▸ **EXERCISE PROMPT**: Return every line below that contains the word "foliage".
+++ PROVIDED DATA
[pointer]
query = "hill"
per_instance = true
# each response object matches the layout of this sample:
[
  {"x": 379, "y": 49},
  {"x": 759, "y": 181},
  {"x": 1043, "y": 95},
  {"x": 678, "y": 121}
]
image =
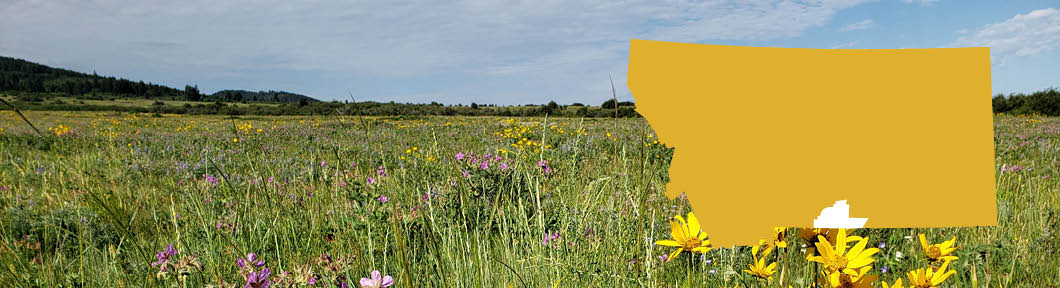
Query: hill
[
  {"x": 244, "y": 95},
  {"x": 18, "y": 76}
]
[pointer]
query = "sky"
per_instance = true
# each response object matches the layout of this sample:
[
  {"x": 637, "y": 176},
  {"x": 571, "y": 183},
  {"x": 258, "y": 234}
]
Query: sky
[{"x": 491, "y": 52}]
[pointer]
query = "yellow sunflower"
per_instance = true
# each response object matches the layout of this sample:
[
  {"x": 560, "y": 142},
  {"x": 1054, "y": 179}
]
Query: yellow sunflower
[
  {"x": 810, "y": 236},
  {"x": 759, "y": 268},
  {"x": 780, "y": 236},
  {"x": 687, "y": 236},
  {"x": 898, "y": 284},
  {"x": 942, "y": 251},
  {"x": 842, "y": 261},
  {"x": 859, "y": 280},
  {"x": 928, "y": 277}
]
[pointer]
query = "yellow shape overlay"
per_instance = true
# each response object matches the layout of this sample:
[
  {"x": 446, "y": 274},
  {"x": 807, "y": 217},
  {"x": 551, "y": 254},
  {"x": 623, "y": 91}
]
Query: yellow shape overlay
[{"x": 767, "y": 137}]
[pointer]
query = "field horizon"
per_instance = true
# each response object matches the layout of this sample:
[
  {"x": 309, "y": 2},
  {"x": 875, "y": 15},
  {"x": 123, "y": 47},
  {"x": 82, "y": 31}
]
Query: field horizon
[{"x": 117, "y": 199}]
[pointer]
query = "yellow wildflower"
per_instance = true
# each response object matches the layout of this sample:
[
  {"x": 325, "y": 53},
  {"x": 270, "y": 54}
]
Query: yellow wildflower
[
  {"x": 942, "y": 251},
  {"x": 687, "y": 236}
]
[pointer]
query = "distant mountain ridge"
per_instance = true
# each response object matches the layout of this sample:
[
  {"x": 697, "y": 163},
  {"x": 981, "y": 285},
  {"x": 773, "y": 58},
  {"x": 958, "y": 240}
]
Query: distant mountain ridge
[
  {"x": 244, "y": 95},
  {"x": 23, "y": 76}
]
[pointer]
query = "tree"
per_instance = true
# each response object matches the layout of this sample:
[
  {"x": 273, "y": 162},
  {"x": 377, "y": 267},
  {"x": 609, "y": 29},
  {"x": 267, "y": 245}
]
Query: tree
[
  {"x": 610, "y": 104},
  {"x": 191, "y": 93}
]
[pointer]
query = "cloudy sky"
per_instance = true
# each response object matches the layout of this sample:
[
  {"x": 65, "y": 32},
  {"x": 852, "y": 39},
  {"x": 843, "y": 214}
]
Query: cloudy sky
[{"x": 498, "y": 52}]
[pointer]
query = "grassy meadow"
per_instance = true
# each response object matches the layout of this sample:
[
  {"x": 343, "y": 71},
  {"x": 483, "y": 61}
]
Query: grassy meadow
[{"x": 441, "y": 201}]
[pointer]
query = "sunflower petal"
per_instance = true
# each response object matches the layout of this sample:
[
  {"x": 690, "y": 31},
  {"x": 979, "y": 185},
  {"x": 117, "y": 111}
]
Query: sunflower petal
[{"x": 668, "y": 243}]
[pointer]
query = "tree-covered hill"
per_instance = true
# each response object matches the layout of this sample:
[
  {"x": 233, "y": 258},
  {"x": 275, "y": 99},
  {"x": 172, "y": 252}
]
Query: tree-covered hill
[{"x": 18, "y": 76}]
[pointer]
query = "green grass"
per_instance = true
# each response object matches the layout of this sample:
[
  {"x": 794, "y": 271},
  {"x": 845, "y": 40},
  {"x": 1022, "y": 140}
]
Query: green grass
[{"x": 104, "y": 199}]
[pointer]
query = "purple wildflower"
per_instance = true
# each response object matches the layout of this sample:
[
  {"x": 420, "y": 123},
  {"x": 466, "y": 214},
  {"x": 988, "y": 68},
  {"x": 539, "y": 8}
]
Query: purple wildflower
[
  {"x": 163, "y": 257},
  {"x": 259, "y": 280},
  {"x": 210, "y": 179},
  {"x": 548, "y": 238},
  {"x": 376, "y": 281},
  {"x": 1010, "y": 168},
  {"x": 251, "y": 259}
]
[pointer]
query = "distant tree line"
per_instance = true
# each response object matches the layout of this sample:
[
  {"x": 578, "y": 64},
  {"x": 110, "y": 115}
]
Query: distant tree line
[
  {"x": 1045, "y": 103},
  {"x": 18, "y": 75},
  {"x": 38, "y": 87},
  {"x": 36, "y": 102}
]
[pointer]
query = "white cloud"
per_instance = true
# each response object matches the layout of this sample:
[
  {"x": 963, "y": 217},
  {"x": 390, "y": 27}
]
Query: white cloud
[
  {"x": 844, "y": 46},
  {"x": 921, "y": 2},
  {"x": 837, "y": 216},
  {"x": 570, "y": 46},
  {"x": 1023, "y": 35},
  {"x": 863, "y": 24}
]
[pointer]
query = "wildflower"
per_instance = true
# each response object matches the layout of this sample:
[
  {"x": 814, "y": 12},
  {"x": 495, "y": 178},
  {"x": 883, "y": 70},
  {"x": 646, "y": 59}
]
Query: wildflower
[
  {"x": 376, "y": 281},
  {"x": 840, "y": 261},
  {"x": 259, "y": 280},
  {"x": 759, "y": 268},
  {"x": 687, "y": 236},
  {"x": 810, "y": 236},
  {"x": 250, "y": 259},
  {"x": 898, "y": 284},
  {"x": 549, "y": 237},
  {"x": 780, "y": 237},
  {"x": 162, "y": 257},
  {"x": 1010, "y": 168},
  {"x": 928, "y": 277},
  {"x": 859, "y": 280},
  {"x": 942, "y": 251}
]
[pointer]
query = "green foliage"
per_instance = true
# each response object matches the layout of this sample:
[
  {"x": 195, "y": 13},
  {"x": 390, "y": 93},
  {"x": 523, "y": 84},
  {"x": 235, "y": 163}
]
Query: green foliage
[{"x": 1045, "y": 102}]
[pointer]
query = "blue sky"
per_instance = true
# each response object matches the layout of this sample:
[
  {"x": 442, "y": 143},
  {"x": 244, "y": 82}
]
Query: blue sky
[{"x": 512, "y": 52}]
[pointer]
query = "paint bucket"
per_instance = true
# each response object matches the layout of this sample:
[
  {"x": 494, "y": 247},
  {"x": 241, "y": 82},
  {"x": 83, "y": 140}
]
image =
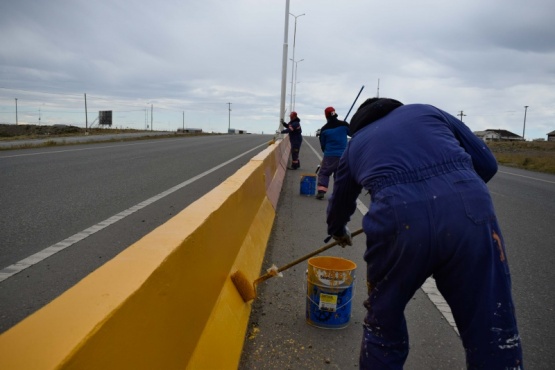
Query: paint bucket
[
  {"x": 308, "y": 184},
  {"x": 329, "y": 294}
]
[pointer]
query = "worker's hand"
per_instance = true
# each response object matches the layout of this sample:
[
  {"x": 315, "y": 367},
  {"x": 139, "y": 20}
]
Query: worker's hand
[{"x": 344, "y": 239}]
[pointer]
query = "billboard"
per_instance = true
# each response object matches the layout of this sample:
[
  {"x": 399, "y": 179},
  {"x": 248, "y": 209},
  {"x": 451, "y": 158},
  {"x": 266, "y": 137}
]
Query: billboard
[{"x": 105, "y": 118}]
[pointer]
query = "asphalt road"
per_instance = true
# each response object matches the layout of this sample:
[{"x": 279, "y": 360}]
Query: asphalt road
[
  {"x": 280, "y": 338},
  {"x": 118, "y": 192},
  {"x": 93, "y": 201}
]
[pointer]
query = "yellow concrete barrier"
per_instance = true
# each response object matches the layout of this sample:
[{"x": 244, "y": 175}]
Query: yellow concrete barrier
[{"x": 167, "y": 301}]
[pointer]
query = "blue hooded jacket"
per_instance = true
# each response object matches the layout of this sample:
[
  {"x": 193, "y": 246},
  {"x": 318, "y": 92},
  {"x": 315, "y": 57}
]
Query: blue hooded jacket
[{"x": 333, "y": 137}]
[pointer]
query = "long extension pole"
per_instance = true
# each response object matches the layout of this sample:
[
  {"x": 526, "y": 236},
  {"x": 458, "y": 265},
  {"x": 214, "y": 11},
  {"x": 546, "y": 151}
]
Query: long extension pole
[{"x": 353, "y": 103}]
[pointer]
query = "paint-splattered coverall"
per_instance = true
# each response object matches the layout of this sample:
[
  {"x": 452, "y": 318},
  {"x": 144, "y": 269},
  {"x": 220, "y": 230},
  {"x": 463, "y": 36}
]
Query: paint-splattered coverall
[
  {"x": 293, "y": 128},
  {"x": 431, "y": 215}
]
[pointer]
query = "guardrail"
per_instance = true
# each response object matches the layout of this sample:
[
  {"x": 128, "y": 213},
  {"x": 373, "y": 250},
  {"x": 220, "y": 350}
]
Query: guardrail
[{"x": 167, "y": 301}]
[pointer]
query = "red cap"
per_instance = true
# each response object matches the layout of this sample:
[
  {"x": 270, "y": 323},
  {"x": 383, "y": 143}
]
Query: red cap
[{"x": 329, "y": 111}]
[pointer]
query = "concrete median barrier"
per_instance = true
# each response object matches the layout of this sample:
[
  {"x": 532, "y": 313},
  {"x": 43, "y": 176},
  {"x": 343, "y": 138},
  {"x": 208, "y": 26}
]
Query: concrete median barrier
[{"x": 167, "y": 301}]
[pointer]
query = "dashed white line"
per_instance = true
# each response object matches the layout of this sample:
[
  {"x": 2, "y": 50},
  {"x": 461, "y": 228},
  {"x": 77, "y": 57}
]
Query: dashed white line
[{"x": 25, "y": 263}]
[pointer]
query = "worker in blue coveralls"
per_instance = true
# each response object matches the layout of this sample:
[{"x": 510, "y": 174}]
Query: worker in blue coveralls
[
  {"x": 293, "y": 128},
  {"x": 333, "y": 141},
  {"x": 431, "y": 214}
]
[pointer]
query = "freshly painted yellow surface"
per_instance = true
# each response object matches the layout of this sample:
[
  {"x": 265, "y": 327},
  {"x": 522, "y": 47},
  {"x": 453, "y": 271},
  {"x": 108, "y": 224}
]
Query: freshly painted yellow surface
[{"x": 167, "y": 301}]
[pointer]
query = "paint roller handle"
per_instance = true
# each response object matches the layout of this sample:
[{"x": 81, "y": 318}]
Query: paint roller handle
[{"x": 303, "y": 258}]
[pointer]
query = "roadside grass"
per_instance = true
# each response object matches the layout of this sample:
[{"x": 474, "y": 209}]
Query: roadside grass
[{"x": 536, "y": 156}]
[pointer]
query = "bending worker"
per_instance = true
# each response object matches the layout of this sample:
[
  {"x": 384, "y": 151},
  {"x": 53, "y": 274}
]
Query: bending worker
[
  {"x": 431, "y": 216},
  {"x": 293, "y": 128},
  {"x": 333, "y": 141}
]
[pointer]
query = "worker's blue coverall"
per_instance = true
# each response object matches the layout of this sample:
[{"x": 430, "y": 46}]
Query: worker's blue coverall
[
  {"x": 431, "y": 215},
  {"x": 293, "y": 128},
  {"x": 333, "y": 141}
]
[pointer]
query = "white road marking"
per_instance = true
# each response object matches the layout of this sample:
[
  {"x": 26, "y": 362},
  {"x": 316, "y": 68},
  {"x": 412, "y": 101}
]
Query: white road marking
[{"x": 25, "y": 263}]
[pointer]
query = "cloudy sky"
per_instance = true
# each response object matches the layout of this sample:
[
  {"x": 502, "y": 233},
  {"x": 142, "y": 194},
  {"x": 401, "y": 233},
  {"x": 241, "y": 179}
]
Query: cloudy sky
[{"x": 180, "y": 63}]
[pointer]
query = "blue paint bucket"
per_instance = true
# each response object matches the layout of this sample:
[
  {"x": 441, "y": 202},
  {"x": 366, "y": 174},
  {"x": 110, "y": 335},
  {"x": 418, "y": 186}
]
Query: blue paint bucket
[
  {"x": 308, "y": 185},
  {"x": 329, "y": 295}
]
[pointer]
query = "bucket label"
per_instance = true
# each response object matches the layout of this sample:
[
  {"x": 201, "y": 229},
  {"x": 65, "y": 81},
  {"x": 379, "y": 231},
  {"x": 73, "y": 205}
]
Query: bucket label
[
  {"x": 333, "y": 278},
  {"x": 328, "y": 302}
]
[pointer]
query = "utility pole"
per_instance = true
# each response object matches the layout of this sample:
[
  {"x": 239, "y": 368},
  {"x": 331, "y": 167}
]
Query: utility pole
[
  {"x": 228, "y": 117},
  {"x": 86, "y": 116},
  {"x": 524, "y": 127}
]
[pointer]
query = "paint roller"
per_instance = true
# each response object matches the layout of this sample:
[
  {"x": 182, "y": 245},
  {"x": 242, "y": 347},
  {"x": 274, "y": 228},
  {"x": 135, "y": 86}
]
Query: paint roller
[{"x": 247, "y": 290}]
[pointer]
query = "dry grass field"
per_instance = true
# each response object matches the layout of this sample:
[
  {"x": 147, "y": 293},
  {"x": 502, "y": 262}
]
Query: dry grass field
[{"x": 530, "y": 155}]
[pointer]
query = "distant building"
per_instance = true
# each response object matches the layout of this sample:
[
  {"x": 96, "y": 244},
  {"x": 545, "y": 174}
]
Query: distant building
[
  {"x": 498, "y": 135},
  {"x": 189, "y": 131}
]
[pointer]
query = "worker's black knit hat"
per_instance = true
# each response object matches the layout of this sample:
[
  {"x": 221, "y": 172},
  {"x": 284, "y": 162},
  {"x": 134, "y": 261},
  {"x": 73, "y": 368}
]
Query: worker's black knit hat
[{"x": 372, "y": 110}]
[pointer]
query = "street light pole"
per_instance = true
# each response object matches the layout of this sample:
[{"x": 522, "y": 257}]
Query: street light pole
[
  {"x": 524, "y": 127},
  {"x": 284, "y": 66},
  {"x": 229, "y": 118},
  {"x": 294, "y": 89},
  {"x": 292, "y": 66}
]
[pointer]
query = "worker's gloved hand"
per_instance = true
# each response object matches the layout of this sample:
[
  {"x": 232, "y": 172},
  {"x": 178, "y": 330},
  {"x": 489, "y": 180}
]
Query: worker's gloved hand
[{"x": 345, "y": 238}]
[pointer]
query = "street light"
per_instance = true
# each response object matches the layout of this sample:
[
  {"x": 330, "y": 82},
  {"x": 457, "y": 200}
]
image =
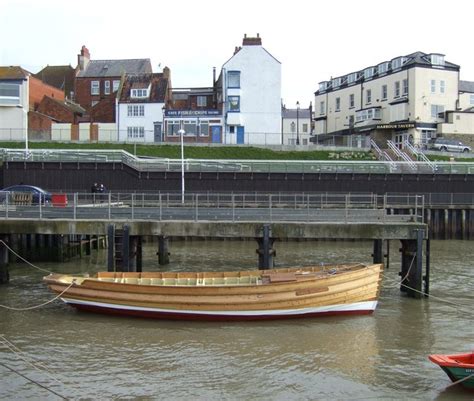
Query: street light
[
  {"x": 181, "y": 132},
  {"x": 297, "y": 123}
]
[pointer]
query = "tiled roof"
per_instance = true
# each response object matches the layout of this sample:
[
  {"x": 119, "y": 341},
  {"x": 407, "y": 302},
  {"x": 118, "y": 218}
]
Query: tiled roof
[
  {"x": 466, "y": 86},
  {"x": 13, "y": 72},
  {"x": 59, "y": 76},
  {"x": 115, "y": 68},
  {"x": 292, "y": 113},
  {"x": 159, "y": 87}
]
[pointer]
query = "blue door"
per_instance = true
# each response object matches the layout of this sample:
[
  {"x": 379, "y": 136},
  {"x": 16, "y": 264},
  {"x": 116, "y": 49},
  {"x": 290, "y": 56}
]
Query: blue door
[
  {"x": 216, "y": 134},
  {"x": 240, "y": 135}
]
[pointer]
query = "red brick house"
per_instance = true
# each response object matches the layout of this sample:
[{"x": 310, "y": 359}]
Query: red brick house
[{"x": 99, "y": 80}]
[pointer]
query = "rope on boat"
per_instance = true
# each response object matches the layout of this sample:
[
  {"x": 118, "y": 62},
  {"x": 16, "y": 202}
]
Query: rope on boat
[
  {"x": 23, "y": 259},
  {"x": 35, "y": 364},
  {"x": 401, "y": 284},
  {"x": 40, "y": 305}
]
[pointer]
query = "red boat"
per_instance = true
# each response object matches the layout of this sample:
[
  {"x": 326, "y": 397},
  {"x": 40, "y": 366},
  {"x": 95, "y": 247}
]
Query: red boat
[{"x": 458, "y": 367}]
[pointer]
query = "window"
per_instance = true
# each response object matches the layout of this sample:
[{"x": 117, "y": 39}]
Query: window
[
  {"x": 135, "y": 132},
  {"x": 369, "y": 72},
  {"x": 233, "y": 79},
  {"x": 397, "y": 89},
  {"x": 368, "y": 114},
  {"x": 135, "y": 110},
  {"x": 95, "y": 88},
  {"x": 190, "y": 127},
  {"x": 140, "y": 93},
  {"x": 437, "y": 59},
  {"x": 234, "y": 103},
  {"x": 436, "y": 109},
  {"x": 172, "y": 127},
  {"x": 323, "y": 86},
  {"x": 398, "y": 62},
  {"x": 382, "y": 68},
  {"x": 204, "y": 128},
  {"x": 202, "y": 101},
  {"x": 442, "y": 86},
  {"x": 9, "y": 93},
  {"x": 351, "y": 78}
]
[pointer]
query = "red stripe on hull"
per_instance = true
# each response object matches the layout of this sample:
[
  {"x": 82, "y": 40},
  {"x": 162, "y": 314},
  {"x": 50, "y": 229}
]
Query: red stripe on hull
[{"x": 200, "y": 316}]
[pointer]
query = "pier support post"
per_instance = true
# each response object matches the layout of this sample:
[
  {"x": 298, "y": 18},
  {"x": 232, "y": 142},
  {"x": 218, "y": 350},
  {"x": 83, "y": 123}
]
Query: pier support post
[
  {"x": 265, "y": 249},
  {"x": 111, "y": 248},
  {"x": 4, "y": 273},
  {"x": 377, "y": 254},
  {"x": 163, "y": 250},
  {"x": 412, "y": 266}
]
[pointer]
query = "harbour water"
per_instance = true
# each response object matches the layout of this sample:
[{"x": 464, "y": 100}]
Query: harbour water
[{"x": 378, "y": 357}]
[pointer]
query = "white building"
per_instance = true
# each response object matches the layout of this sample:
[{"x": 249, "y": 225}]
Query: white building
[
  {"x": 296, "y": 126},
  {"x": 400, "y": 99},
  {"x": 250, "y": 93},
  {"x": 140, "y": 107},
  {"x": 14, "y": 103}
]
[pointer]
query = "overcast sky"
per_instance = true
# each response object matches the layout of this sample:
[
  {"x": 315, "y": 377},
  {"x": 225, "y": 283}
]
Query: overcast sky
[{"x": 314, "y": 40}]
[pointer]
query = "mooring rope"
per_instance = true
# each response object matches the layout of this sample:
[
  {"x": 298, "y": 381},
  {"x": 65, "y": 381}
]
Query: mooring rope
[
  {"x": 23, "y": 259},
  {"x": 39, "y": 366},
  {"x": 40, "y": 305}
]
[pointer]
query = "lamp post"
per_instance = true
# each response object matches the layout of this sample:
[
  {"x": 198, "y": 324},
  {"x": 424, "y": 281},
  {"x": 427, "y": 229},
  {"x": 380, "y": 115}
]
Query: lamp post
[
  {"x": 297, "y": 123},
  {"x": 181, "y": 133}
]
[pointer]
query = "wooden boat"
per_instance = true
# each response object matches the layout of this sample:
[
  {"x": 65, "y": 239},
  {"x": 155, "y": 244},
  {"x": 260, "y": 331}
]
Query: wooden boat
[
  {"x": 458, "y": 367},
  {"x": 242, "y": 295}
]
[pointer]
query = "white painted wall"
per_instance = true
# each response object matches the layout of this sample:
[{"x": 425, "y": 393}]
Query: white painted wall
[
  {"x": 260, "y": 96},
  {"x": 153, "y": 113}
]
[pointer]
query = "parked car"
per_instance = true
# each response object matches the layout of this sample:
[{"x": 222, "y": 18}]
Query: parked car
[
  {"x": 37, "y": 193},
  {"x": 449, "y": 145}
]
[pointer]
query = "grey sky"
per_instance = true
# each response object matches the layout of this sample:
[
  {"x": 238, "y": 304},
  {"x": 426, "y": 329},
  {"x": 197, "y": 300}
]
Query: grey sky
[{"x": 313, "y": 40}]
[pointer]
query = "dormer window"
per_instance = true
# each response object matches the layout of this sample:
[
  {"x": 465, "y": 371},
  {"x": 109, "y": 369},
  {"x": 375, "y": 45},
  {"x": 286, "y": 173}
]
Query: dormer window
[
  {"x": 336, "y": 82},
  {"x": 398, "y": 62},
  {"x": 139, "y": 93},
  {"x": 351, "y": 78},
  {"x": 437, "y": 59},
  {"x": 369, "y": 72},
  {"x": 382, "y": 68}
]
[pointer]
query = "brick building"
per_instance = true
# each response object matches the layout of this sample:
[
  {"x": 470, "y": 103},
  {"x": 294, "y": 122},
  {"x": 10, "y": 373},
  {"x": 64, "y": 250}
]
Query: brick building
[{"x": 97, "y": 81}]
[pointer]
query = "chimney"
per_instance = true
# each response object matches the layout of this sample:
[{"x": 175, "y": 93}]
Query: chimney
[
  {"x": 248, "y": 41},
  {"x": 83, "y": 58}
]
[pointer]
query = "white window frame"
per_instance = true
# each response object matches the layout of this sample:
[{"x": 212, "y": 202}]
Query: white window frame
[
  {"x": 442, "y": 86},
  {"x": 405, "y": 87},
  {"x": 201, "y": 101},
  {"x": 106, "y": 87},
  {"x": 95, "y": 87},
  {"x": 396, "y": 90}
]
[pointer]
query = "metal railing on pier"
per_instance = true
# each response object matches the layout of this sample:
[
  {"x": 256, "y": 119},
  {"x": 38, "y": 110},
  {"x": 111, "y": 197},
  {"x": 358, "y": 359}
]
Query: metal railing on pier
[
  {"x": 245, "y": 166},
  {"x": 233, "y": 207}
]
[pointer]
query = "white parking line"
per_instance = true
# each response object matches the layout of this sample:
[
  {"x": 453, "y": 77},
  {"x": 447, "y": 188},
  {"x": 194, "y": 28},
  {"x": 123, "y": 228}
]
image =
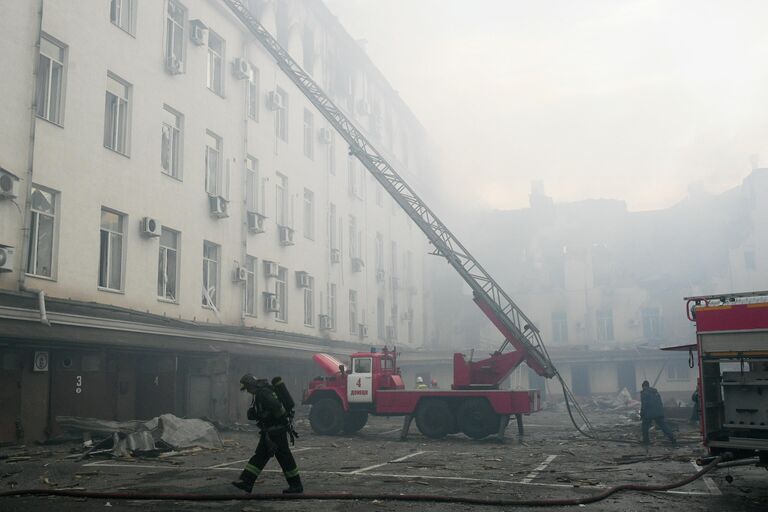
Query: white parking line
[
  {"x": 533, "y": 474},
  {"x": 711, "y": 485},
  {"x": 401, "y": 459}
]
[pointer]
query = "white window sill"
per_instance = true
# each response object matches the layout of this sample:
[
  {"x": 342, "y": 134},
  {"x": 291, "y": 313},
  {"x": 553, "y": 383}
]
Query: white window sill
[{"x": 110, "y": 290}]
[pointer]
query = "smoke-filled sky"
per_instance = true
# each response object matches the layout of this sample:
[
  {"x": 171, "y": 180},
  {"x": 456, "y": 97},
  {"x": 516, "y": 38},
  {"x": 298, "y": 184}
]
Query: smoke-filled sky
[{"x": 631, "y": 100}]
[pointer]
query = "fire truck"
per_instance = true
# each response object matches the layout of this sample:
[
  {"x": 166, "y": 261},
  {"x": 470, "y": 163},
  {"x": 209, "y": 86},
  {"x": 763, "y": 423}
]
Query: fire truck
[
  {"x": 732, "y": 346},
  {"x": 372, "y": 385}
]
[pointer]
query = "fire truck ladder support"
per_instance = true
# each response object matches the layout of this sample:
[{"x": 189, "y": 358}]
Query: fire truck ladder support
[{"x": 517, "y": 328}]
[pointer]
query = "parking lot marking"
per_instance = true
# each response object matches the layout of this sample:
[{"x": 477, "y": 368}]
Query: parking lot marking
[
  {"x": 533, "y": 474},
  {"x": 401, "y": 459},
  {"x": 711, "y": 485}
]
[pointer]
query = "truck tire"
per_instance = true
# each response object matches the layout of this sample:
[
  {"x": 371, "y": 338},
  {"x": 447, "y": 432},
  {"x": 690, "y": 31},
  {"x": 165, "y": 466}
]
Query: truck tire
[
  {"x": 434, "y": 418},
  {"x": 326, "y": 417},
  {"x": 354, "y": 421},
  {"x": 477, "y": 419}
]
++++++
▸ **WRITTEN RESPONSE**:
query = "green foliage"
Query: green foliage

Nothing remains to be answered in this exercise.